- Page extract -
━━━━━━━━━━

Thursday, July 31, 2008

It's the best state fair in our state!

Every year, the hub and I try to take a trip to the state fair.

I grew up going to the state fair. All three of us girls were involved in 4-H and it seemed one of us always had something going to the State Fair. Some years, that would be our family vacation. We would take a weekend, stay in a hotel (and order delivery pizza!), go to the local amusement park one day and head to the state fair the next.

I may be a little biased, but I think we have one of the best State Fairs in the country. Granted, it's the only State Fair I've ever been to, but it's still great.

I mean, where else can you see a life-size cow sculpted completely out of butter?

Or a massive bull that weighs more than a small-town football team?We have our traditional buildings we have to stop at and look around -- the 4-H building, the Agricultural building (where I buy yummy fudge that usually doesn't last the day), the Commercial building, the animal barns (though those may not be on the list this year as the kiddo has decided he doesn't like large animals right now). At least two or three stops throughout the day are in air-conditioned buildings at it's generally hot as hades during the fair.

One of the favorites is the implement display outside the Commercial building. Last year kiddo had a blast "driving" all the tractors, see? It was a complete travesty filled with lots of protest and crying when we had to drag him away.
And then there's the food.

Oh the glorious, glorious fair food. There's the requisite stop at the giant tenderloin stand (you have not lived until you've had a giant tenderloin, battered and fried and smothered with ketchup, mustard, pickles and onion placed on a ridiculously small bun), the giant turkey drumstick stand, the giant bucket-o-cookies stand (are you sensing a theme here?), the fresh-squeezed lemonade stand and the dutch letters stand. If it's not fried, huge or on a stick, it's not real fair food. We always end up eating an obscene amount of food at the fair, but we're also walking everywhere, so it's basically a wash, right? Right.

This year it's still up in the air as to whether we'll go. I want to. I really really want to, but I'll also be 32ish weeks pregnant during the state fair this year and walking around during the August heat and humidity while massively pregnant doesn't sound all that appealing. The kiddo is two, which means despite the fact he's the best kid ever, he still acts like a two-year-old and can go running off at a moment's notice.

And the hub, while he enjoys the fair, isn't quite as into it as I am. His family only went once or twice while he was growing up, and my MIL likes to tell the story of how the hub got lost one of those times. And that was the end of their fair-going during his childhood.

So we'll have to think about it. In the meantime, I'll still daydream about giant turkey legs and butter cows.

Saturday, July 26, 2008

Every kitchen should have one of these

A local cookbook. I have a few that I really like - one from the hub's hometown church and one from a small town near my hometown. These are chock full of time-tested recipes and handy hints. Don't get me wrong, I still go to my trustworthy BH&G and Betty Crocker cookbooks when I need to know how to cook fish or a simple pie crust recipe (though, I really should have that one memorized by now), but I love those small-town cookbooks for interesting recipes. Where else can you find a dish called "Hanky Panky"?

This is the one from the hub's hometown church:It was a wedding shower present from my MIL. It has served me well the past five years.

━━━━━━━━━━

- Entries -
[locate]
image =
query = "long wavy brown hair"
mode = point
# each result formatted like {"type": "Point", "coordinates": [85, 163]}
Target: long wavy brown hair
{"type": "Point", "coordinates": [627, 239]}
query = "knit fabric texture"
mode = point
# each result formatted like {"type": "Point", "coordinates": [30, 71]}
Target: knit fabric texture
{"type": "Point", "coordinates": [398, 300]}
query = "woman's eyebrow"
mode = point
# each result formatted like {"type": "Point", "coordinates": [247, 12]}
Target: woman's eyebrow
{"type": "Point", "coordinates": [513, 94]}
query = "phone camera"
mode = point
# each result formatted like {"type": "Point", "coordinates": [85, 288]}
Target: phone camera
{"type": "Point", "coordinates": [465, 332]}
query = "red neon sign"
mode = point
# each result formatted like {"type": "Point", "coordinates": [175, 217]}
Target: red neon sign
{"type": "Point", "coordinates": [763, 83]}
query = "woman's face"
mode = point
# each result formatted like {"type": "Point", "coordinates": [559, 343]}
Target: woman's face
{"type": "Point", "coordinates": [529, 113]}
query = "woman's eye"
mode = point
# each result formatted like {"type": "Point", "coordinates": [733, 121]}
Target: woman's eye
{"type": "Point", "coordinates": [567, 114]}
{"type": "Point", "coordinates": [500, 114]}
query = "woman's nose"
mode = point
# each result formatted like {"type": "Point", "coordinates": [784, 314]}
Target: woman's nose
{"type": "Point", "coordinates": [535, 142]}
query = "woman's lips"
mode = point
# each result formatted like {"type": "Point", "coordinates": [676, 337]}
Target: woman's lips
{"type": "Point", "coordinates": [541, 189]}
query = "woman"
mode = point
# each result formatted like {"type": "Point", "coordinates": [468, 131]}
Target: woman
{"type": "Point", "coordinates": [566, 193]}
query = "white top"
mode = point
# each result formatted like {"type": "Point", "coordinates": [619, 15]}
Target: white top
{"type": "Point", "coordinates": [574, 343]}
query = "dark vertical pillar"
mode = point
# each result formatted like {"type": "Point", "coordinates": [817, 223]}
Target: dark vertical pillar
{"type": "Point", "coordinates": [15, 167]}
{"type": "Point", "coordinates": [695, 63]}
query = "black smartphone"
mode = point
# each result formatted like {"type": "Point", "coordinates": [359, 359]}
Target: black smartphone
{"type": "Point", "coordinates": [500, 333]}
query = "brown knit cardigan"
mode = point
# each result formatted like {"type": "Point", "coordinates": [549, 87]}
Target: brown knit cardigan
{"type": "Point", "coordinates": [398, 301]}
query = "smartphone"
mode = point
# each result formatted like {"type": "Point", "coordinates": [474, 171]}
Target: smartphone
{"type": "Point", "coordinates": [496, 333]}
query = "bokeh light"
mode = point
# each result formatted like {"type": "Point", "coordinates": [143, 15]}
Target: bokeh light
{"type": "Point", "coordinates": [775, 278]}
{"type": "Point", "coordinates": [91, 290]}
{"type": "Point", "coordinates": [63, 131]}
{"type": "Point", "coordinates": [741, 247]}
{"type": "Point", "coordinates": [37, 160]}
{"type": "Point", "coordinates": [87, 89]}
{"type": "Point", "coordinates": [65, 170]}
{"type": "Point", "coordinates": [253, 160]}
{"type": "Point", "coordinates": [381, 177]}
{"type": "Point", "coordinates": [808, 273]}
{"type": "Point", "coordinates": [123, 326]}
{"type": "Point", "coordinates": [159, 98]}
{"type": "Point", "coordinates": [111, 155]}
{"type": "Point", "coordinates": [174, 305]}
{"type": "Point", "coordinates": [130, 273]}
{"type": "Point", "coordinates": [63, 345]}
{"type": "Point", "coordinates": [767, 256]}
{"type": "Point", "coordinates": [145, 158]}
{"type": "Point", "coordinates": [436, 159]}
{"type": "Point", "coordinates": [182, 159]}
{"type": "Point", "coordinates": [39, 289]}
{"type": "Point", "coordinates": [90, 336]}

━━━━━━━━━━

- Requirements -
1) Translate this sentence from the blog extract into Spanish: "I mean, where else can you see a life-size cow sculpted completely out of butter?"
2) Carry the blog extract forward, picking up right after its final sentence.

- The replies -
1) Es decir, ¿en qué otro lugar puedes ver una vaca de tamaño natural esculpida completamente en mantequilla?

2)
Today, I decided to make banana bread because I had some brown bananas we never got around to eating and needed to thin out my stash of woefully brown bananas from the freezer.

Woefully brown. Way beyond my personal taste for eating. The two really brown ones in the front were the two I pulled from the freezer. I actually prefer using brown bananas that have been frozen and then thawed for banana bread. I don't know what it is, but it just seems to work better.

The recipe (the bottom one):
Can you see the splotches on the page? Yeah, I've made this recipe a few times.

Best-Ever Banana Bread
1 3/4 c flour
1 1/2 c sugar
1 t baking soda
1/2 t salt
2 eggs
2 ripe bananas, mashed (I usually use three for that extra banana flavor)
1/2 c vegetable oil
1/4 c plus 1T buttermilk (this is what makes the recipe really yummy)
1t vanilla
1 c chopped nuts (optional, I never put them in)

In large bowl, stir together flour, sugar, soda and salt.

In another large bowl mix eggs, bananas, vegetable oil, buttermilk and vanilla:
Add flour mix:
Stir until just combined (be careful not to over mix - this can make the bread tough):Pour into greased 9x5x3 loaf pan:
I usually make two pans at a time because it doesn't last long in our house. I went a little nutty (get it, nutty?) with the one and sprinkled some chopped pecans on the top. It's something new I tried.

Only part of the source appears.